▸ Texte fourni:
:::::
Dans un contexte plus spécifique et d’actualité la valeur de la solidarité est à nouveau évoquée. Les ministres reconnaissent que la réalisation des Objectifs de développement durable « exige une solidarité mondiale et des efforts collectifs. Nous nous engageons à renforcer la coopération internationale dans le secteur de la santé et à intensifier les efforts visant à instaurer une couverture sanitaire universelle, notamment en améliorant l’accès équitable à des services de santé essentiels de qualité et à des vaccins, diagnostics et traitements sûrs, efficaces, de qualité et abordables pour tous. Nous exhortons les pays à renforcer la coopération internationale afin de promouvoir un financement et des investissements adéquats et durables dans la santé afin de soutenir les efforts visant à renforcer les capacités des pays en développement, notamment par une aide publique au développement accrue, un soutien financier et technique et un soutien aux programmes de recherche, de développement et d’innovation. Nous réaffirmons notre engagement à mettre fin aux épidémies de sida, de tuberculose, de paludisme et de maladies tropicales négligées, ainsi qu’à lutter contre l’hépatite, les maladies d’origine hydrique et autres maladies transmissibles. »
Les ministres reconnaissent également « le rôle important de l’économie sociale et solidaire, notamment des coopératives et autres entreprises communautaires, dans la création d’emplois décents, le renforcement des économies locales et la promotion du développement durable, ainsi que la réalisation et la localisation des Objectifs de développement durable ».
:::::
▸ Données affichées:

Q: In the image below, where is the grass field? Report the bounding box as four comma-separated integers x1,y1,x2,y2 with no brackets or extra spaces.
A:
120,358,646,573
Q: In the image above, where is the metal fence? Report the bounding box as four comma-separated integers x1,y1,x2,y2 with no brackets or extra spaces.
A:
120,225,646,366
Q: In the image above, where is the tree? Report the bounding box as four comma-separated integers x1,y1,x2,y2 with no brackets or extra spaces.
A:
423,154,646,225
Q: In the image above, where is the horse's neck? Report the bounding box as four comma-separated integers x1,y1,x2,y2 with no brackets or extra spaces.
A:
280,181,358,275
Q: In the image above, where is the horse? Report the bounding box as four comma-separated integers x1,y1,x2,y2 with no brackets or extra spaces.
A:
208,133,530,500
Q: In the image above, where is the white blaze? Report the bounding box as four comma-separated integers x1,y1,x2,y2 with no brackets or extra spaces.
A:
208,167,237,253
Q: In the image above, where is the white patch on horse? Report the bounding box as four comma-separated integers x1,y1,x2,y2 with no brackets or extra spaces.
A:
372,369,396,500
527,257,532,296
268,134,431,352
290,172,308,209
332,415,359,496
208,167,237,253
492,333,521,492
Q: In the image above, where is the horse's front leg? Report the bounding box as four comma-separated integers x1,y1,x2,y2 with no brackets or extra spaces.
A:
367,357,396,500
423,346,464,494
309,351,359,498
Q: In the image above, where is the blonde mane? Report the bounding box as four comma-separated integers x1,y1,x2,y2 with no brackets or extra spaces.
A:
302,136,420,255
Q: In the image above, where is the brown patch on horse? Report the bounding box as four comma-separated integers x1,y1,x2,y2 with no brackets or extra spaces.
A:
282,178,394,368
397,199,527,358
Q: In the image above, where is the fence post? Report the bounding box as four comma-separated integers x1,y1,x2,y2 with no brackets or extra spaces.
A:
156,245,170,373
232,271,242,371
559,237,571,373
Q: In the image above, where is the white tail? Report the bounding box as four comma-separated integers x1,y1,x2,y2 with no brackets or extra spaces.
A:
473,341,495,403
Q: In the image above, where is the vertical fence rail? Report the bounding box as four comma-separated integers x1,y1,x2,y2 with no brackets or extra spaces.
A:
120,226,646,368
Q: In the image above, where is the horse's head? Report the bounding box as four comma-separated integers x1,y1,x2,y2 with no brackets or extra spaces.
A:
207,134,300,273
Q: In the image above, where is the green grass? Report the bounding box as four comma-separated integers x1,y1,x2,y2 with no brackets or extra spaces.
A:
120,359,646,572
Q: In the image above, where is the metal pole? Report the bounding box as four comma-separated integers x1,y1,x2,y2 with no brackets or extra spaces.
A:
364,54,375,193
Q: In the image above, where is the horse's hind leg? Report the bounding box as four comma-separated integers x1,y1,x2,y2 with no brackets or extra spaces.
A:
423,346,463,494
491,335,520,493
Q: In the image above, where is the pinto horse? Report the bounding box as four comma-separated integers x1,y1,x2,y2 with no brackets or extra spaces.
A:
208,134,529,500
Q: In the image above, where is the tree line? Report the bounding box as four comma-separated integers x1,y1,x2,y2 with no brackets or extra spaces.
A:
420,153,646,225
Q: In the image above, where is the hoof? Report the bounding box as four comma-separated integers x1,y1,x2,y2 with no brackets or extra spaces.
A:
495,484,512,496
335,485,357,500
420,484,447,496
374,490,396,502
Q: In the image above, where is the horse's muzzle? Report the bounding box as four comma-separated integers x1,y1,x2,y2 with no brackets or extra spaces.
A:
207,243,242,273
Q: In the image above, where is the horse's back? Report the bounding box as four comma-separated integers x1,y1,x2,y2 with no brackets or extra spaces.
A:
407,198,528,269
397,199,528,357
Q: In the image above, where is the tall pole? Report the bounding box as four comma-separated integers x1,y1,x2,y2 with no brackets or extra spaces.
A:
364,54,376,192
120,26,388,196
:::::
▸ Consigne: D'après le texte fourni, qu'exige la réalisation des Objectifs de développement durable selon les ministres ?

▸ Corrigé: Elle exige une solidarité mondiale et des efforts collectifs.